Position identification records

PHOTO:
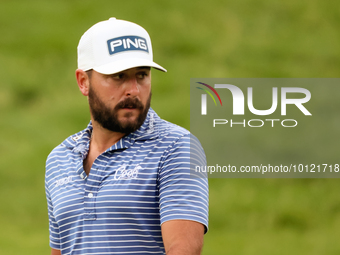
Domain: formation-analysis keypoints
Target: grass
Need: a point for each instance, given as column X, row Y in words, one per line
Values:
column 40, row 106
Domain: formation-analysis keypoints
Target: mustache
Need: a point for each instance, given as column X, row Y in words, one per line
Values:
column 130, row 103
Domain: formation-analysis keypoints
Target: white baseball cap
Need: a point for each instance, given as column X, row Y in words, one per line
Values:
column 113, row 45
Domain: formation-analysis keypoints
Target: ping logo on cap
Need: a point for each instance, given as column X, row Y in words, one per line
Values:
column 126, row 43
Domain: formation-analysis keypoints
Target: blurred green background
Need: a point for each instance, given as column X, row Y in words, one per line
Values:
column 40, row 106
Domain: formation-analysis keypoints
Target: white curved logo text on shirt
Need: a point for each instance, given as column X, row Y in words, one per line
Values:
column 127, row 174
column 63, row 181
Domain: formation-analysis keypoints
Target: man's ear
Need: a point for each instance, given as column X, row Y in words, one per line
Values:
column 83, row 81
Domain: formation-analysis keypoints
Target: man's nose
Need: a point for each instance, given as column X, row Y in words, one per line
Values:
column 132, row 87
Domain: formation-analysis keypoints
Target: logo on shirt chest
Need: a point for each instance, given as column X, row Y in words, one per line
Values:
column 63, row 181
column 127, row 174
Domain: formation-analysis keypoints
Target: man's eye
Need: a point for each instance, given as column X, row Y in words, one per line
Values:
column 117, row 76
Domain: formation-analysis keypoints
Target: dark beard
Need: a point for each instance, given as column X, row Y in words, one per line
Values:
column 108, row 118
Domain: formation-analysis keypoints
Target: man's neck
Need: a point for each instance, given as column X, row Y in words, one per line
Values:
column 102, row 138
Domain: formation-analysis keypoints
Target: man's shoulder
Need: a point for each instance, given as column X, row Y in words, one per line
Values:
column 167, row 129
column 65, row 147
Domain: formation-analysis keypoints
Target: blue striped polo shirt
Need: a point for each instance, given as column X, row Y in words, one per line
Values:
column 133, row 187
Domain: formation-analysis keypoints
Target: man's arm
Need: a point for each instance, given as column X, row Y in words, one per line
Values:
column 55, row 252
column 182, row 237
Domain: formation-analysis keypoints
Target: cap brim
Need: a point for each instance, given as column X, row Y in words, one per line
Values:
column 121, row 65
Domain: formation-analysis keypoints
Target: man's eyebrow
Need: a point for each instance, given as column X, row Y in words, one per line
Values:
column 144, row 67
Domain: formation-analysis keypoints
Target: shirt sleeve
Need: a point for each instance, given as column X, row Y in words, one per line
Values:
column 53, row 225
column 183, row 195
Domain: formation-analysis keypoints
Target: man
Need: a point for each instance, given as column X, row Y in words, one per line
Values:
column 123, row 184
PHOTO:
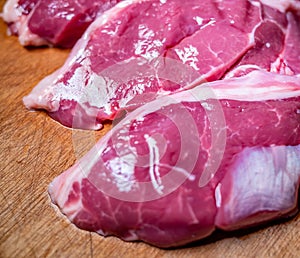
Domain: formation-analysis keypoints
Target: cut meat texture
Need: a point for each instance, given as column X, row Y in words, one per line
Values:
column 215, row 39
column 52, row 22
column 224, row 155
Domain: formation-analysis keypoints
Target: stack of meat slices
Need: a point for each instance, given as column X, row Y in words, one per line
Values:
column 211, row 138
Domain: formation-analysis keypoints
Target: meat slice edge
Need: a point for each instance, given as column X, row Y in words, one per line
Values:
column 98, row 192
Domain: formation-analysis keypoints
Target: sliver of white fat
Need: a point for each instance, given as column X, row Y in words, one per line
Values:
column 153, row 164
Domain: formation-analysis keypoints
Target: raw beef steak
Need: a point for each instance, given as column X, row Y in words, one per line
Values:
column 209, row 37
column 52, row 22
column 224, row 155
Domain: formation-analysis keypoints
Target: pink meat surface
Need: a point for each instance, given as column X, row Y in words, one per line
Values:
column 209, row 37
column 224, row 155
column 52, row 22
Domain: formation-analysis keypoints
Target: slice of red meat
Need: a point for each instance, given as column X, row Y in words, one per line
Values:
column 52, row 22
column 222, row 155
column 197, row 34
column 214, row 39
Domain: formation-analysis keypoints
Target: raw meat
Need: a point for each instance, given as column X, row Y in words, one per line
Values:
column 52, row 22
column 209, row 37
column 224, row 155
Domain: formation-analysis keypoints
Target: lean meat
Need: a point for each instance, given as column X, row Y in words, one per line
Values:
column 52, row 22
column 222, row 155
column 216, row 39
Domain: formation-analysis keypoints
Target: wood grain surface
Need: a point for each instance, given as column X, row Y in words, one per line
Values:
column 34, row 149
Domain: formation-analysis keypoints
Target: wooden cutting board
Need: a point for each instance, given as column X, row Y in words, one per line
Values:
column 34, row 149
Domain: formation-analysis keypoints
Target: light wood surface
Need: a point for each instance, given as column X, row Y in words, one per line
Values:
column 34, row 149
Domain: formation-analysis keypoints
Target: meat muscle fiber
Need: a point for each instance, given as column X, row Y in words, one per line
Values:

_Your goal:_
Repeat all of the lines above word for word, leaving the pictures out of your answer.

_Complete answer:_
PHOTO:
Domain: formation-analysis keypoints
Target: grass
Need: a point for each instance, given as column X, row Y in words, one per line
Values:
column 40, row 106
Domain: formation-analysis keypoints
Target: mustache
Need: a point for each instance, given as column X, row Y in words, one per line
Values:
column 130, row 103
Domain: formation-analysis keypoints
Target: white baseball cap
Need: a point for each instance, given as column X, row Y in words, one per line
Values:
column 113, row 45
Domain: formation-analysis keypoints
Target: ping logo on cap
Need: a point for each instance, given as column X, row Y in words, one per line
Values:
column 126, row 43
Domain: formation-analysis keypoints
Target: blurred green background
Need: a point for each instance, given as column X, row Y in words, one per line
Values:
column 40, row 106
Domain: formation-analysis keypoints
Target: white curved logo text on shirt
Need: a point for each instance, given as column X, row Y in words, one per line
Values:
column 127, row 174
column 63, row 181
Domain: formation-analysis keypoints
Target: man's ear
Need: a point for each instance, given as column X, row Y in words, one per line
Values:
column 83, row 81
Domain: formation-analysis keypoints
Target: man's nose
Need: a point for each instance, given as column X, row Y in words, one per line
Values:
column 132, row 87
Domain: formation-analysis keypoints
Target: logo on shirt chest
Need: a point for each instance, given as column X, row Y in words, one per line
Values:
column 63, row 181
column 127, row 174
Domain: formation-analysis keypoints
Target: man's eye
Need: a point for each instance, given as column X, row Y in words, one per line
Values:
column 117, row 76
Domain: formation-analysis keypoints
Target: dark beard
Need: a point for each instance, given as column X, row Y in words, one per line
Values:
column 108, row 118
Domain: formation-analysis keypoints
Target: man's neck
Need: a point for each instance, given as column X, row Y in words, one per line
Values:
column 102, row 138
Domain: formation-analysis keypoints
Target: man's shoulder
Need: a point for each instance, given as column X, row Y in words, one per line
Values:
column 167, row 129
column 65, row 147
Domain: formation-analysis keypoints
Target: blue striped polo shirt
Need: a point for each instance, given as column X, row Y in words, one per line
Values:
column 133, row 187
Domain: formation-analysis keypoints
Target: man's arm
Need: a point for each instance, given as column X, row Y in words, one per line
Values:
column 55, row 252
column 182, row 237
Domain: formation-analysis keypoints
Target: cap brim
Need: a point for each instance, given as column X, row Y in words, one per line
Values:
column 121, row 65
Domain: formation-analysis keypoints
Target: man's eyebrow
Need: a point for each instance, given as column X, row Y in words, one per line
Values:
column 144, row 67
Domain: formation-analysis keypoints
Target: shirt sleeve
Need: a point for each instance, given as column X, row Y in words, one per line
Values:
column 53, row 225
column 183, row 195
Domain: formation-analysis keypoints
Target: man
Need: a point for each instance, given as column X, row Y in words, one per line
Values:
column 123, row 184
PHOTO:
Domain: formation-analysis keypoints
Target: cut meat texture
Need: a point for each instance, given as column X, row Y in words, one per line
Values:
column 215, row 39
column 52, row 22
column 224, row 155
Domain: formation-analysis keypoints
Target: stack of meat slices
Need: a point for each instance, given as column X, row Y in words, one per line
Values:
column 211, row 138
Domain: formation-analysis keypoints
Target: meat slice edge
Need: a point for each instance, given as column X, row Y in words, one per line
Values:
column 98, row 192
Domain: formation-analysis keypoints
Target: sliver of white fat
Need: a point for each instance, given as column X, row Y in words, one per line
Values:
column 153, row 164
Domain: formation-analysis keypoints
Target: raw beef steak
Need: a point for each instance, given as column X, row Y in words, one per line
Values:
column 209, row 37
column 52, row 22
column 224, row 155
Domain: formation-analysis keypoints
Target: pink meat surface
Need: a point for each instance, given as column X, row Y in words, one per line
Values:
column 209, row 37
column 224, row 155
column 52, row 22
Domain: formation-analysis keypoints
Target: slice of red meat
Need: a point for each instance, given as column X, row Y in words, one per line
Values:
column 52, row 22
column 222, row 155
column 197, row 34
column 214, row 39
Domain: formation-analysis keypoints
Target: raw meat
Need: a point for each instance, given as column X, row Y in words, one per line
Values:
column 52, row 22
column 209, row 37
column 224, row 155
Domain: formation-analysis keypoints
Target: lean meat
Need: a point for each instance, given as column X, row Y in words, one per line
Values:
column 52, row 22
column 222, row 155
column 216, row 39
Domain: formation-analysis keypoints
Target: wood grain surface
Need: a point for each instance, given as column X, row Y in words, one per line
Values:
column 34, row 149
Domain: formation-analysis keypoints
Target: wooden cutting board
Need: a point for each instance, given as column X, row Y in words, one per line
Values:
column 34, row 149
Domain: formation-analysis keypoints
Target: light wood surface
Need: a point for each instance, given as column X, row Y in words, one per line
Values:
column 34, row 149
Domain: formation-analysis keypoints
Target: meat muscle fiber
Need: a point for each instance, given as column X, row Y in words, one per line
Values:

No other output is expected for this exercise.